◆ Brief ◆
Continue the news story about Kristina Sales from where it stops.

◆ Reading text ◆
______
Updated: Friday, 30 Oct 2009, 6:43 PM EDT
Published : Friday, 30 Oct 2009, 6:43 PM EDT
Reported By: Tacoma Newsome | Edited By: Leigha Baugham
17-year-old Kristina Sales said her memory about January 13, 2009 is non-existent.
"I don't remember anything. All I remember is the weekend before and I just remember waking up in the hospital," said Sales.
Sales she did remember fighting to live. "I remember a couple of my therapists and I remember hearing that I had a lot of visitors but I could only remember my last visitor," said Sales.
Sales was on her way to Chamblee High School the morning of the attack and was left for dead in the middle of the road.
Sales' mother said she had just dropped the teen off across the street from a bus stop, but Kristina Sales never made it. A car came out of nowhere and hit her.
"Had he gone straight, he wouldn't have hit her, but the car, and I say this, I don't believe it was intentional, but the car, it went over to hit her and when it hit her, she went up in the air," said Sales' mother Chanda Shannon.
Shannon said after the car struck her daughter, the driver drove off. "He stopped, the man stopped, and he looked and he waited and then he drove off."
Sales was rushed to Grady Hospital and the prognosis was not good.
"They didn't think she was [going to] do well. They didn't think she, they were actually saying to me, they suggested nursing homes for her," said Sales.
Sales had a broken pelvis, fractured vertebrae in her neck and a severe brain injury. The teen was in a coma for nearly a month.
"Though I do know there were a lot of people to help me, coming out of a coma, the only people I remember [were] my mom and my dad," said Sales.
Nine months later, Sales' parents are still by her side. Sales' mother makes sure she takes her medicine daily and helps her perform eye exercises to restore her sight.
______
◆ Extracted records ◆
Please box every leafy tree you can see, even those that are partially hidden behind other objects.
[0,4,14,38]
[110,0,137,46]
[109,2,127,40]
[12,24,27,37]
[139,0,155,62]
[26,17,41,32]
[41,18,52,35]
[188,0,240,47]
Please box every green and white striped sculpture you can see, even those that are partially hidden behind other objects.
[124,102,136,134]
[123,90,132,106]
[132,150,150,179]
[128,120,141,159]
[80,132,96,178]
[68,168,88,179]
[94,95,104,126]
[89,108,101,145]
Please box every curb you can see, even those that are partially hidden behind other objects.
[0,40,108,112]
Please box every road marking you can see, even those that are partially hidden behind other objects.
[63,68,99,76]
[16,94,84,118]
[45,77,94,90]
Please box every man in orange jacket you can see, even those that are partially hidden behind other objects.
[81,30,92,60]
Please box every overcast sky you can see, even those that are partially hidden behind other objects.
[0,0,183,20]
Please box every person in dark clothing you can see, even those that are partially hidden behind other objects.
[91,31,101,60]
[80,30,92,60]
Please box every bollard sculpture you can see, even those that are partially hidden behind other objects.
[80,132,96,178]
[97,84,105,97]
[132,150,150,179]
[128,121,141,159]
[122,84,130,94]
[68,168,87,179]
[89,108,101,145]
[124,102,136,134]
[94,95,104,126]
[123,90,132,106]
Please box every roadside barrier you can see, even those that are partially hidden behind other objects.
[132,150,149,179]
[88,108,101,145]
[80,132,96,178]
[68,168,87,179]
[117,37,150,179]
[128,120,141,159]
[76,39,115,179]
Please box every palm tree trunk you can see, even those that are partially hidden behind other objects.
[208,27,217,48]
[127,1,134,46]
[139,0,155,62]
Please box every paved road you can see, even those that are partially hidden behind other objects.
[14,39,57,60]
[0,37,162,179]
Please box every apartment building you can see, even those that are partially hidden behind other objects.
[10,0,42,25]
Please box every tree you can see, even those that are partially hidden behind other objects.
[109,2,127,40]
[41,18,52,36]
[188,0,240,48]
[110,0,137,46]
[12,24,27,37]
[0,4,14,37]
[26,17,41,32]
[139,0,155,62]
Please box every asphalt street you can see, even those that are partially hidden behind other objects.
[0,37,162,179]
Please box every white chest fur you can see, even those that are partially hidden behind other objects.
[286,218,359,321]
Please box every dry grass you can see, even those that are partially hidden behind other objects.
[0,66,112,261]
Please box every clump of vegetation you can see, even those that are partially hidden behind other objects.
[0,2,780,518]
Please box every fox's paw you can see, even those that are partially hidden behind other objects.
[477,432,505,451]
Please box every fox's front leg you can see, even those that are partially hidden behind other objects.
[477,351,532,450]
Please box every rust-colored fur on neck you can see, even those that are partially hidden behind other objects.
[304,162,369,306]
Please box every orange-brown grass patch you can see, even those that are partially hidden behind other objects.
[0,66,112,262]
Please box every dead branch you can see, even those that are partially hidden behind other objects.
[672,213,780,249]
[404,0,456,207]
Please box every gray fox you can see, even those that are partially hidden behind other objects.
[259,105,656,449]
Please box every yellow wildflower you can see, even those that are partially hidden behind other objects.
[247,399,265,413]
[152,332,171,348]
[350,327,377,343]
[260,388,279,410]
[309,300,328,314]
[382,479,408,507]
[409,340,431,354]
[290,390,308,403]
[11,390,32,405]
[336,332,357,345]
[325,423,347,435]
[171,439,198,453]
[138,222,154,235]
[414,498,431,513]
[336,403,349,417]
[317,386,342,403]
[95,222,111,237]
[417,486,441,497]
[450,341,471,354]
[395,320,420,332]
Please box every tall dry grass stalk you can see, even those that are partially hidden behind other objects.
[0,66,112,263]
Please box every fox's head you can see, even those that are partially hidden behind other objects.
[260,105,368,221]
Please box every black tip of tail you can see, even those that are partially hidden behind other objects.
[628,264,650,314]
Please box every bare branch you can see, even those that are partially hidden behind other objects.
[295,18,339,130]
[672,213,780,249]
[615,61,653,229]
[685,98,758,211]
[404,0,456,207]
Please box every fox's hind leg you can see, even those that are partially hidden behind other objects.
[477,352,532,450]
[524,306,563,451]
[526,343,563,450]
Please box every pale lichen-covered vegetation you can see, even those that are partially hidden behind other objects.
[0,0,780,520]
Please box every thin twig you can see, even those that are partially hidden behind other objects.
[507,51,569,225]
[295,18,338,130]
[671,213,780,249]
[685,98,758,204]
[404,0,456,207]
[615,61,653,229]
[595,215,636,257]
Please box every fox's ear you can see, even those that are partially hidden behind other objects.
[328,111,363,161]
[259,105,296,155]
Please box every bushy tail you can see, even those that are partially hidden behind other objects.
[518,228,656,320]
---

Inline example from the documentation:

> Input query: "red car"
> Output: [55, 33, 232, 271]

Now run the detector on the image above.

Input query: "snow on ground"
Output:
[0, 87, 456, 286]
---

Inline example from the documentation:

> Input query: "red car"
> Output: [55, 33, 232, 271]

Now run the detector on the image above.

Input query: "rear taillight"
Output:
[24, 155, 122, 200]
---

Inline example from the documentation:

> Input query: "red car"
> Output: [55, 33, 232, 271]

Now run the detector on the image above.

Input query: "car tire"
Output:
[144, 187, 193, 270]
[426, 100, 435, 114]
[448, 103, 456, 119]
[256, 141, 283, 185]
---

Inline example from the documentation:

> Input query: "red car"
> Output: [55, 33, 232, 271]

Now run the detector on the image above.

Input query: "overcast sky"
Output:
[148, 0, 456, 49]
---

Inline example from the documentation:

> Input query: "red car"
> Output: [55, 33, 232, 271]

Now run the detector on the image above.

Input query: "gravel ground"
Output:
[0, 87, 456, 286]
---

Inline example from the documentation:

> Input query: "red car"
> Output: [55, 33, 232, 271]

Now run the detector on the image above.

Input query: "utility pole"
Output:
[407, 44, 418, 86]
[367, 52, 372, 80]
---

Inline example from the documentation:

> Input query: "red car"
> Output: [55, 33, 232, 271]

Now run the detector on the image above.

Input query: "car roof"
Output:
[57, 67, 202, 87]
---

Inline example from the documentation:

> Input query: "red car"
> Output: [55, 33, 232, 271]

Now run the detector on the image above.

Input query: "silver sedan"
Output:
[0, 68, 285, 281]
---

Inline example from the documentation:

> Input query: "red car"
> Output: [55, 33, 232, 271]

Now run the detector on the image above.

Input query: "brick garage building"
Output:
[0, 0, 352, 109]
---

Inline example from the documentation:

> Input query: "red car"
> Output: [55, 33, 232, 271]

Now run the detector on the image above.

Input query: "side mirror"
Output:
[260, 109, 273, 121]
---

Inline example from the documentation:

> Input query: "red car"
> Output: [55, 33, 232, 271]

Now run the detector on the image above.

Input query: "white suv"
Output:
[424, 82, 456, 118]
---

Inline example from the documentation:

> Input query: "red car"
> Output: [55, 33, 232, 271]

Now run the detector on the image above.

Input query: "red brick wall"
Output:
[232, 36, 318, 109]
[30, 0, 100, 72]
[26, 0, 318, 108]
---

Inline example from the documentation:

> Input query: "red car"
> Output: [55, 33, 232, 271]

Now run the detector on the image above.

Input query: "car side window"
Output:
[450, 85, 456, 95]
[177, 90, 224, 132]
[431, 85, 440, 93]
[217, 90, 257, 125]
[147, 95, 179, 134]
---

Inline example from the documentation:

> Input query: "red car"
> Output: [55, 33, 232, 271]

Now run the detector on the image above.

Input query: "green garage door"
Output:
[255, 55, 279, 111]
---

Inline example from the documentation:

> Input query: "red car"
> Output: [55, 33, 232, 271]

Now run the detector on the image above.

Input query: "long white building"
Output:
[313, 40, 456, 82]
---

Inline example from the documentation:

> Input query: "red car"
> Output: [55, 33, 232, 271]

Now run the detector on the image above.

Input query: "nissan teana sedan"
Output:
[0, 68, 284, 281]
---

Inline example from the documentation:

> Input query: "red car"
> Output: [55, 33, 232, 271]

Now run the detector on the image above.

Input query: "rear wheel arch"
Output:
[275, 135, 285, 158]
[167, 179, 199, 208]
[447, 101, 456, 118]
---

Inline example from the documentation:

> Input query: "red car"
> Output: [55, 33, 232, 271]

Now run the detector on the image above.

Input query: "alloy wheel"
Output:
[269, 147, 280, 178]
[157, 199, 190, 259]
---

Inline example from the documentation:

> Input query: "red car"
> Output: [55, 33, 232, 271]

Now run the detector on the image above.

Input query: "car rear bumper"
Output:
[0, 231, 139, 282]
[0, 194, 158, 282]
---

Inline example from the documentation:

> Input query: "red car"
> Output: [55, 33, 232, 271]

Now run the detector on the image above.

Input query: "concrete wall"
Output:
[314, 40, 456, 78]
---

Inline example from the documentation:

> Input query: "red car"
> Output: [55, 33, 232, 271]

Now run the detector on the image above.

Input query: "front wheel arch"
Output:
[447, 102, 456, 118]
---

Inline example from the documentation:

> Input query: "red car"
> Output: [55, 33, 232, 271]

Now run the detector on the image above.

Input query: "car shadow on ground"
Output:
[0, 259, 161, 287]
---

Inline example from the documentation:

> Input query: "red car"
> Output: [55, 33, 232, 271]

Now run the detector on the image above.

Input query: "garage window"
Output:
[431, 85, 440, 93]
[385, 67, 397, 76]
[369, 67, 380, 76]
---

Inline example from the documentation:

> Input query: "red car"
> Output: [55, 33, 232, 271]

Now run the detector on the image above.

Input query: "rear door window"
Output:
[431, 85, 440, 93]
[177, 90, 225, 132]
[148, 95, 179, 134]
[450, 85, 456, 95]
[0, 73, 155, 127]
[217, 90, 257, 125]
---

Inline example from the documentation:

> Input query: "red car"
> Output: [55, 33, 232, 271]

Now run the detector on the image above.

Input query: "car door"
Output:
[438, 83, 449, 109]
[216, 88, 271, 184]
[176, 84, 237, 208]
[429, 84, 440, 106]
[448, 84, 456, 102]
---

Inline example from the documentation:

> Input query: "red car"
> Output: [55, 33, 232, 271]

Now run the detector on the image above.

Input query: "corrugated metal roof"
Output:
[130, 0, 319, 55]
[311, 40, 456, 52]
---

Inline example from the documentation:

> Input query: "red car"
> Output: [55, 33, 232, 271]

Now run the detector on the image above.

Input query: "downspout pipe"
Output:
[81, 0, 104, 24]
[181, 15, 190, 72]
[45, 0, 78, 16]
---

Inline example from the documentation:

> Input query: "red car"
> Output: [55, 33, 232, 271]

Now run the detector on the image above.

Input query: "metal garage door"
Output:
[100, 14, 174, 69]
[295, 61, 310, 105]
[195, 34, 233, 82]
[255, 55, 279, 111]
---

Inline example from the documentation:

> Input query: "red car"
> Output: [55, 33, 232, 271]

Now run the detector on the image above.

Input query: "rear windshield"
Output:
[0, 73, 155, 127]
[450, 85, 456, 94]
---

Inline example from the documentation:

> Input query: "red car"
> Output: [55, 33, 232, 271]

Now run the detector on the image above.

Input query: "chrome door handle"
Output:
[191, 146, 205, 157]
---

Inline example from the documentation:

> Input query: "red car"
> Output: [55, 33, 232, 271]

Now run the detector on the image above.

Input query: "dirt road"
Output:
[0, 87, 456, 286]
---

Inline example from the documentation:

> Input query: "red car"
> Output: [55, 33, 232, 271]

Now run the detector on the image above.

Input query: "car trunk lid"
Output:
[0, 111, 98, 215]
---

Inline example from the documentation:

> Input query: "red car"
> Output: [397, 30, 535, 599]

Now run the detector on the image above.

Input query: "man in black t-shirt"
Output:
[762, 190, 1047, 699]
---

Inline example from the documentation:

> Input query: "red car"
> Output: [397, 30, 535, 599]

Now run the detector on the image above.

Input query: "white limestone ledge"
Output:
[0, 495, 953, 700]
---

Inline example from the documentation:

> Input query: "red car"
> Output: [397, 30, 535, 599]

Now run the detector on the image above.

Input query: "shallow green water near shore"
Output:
______
◆ Answer to the exercise ◆
Sales is back at Chamblee High School, even anchoring the schools news program.
Though her recovery so far is remarkable, Sales still has quite a road ahead of her and the teen regularly attends physical and speech therapy.
"She's come a long way, she's a very lucky girl," said physical therapist Katherine Schaffer.
There are some challenges associated with Sales' type of brain injury. Sales' short term memory, doing things in order and being able to tune out distractions have suffered. Sales' sessions in therapy are geared toward helping her will all of the challenges.
The driver who hit Sales turned himself in the day after the accident. A grand jury indicted 48-year-old Virgil Harvey on felony hit-and-run charges.
Sales and her mother said they prayed for him but focus on the lessons they've learned and the teen's future.
"I want people to believe that there is hope and just keep believing because they told me that she wouldn't make it. They said she wouldn't make it and she did," said Shannon. "I believe that everything happens for a reason. If he said it, he'll do it and I do believe that god will make a way."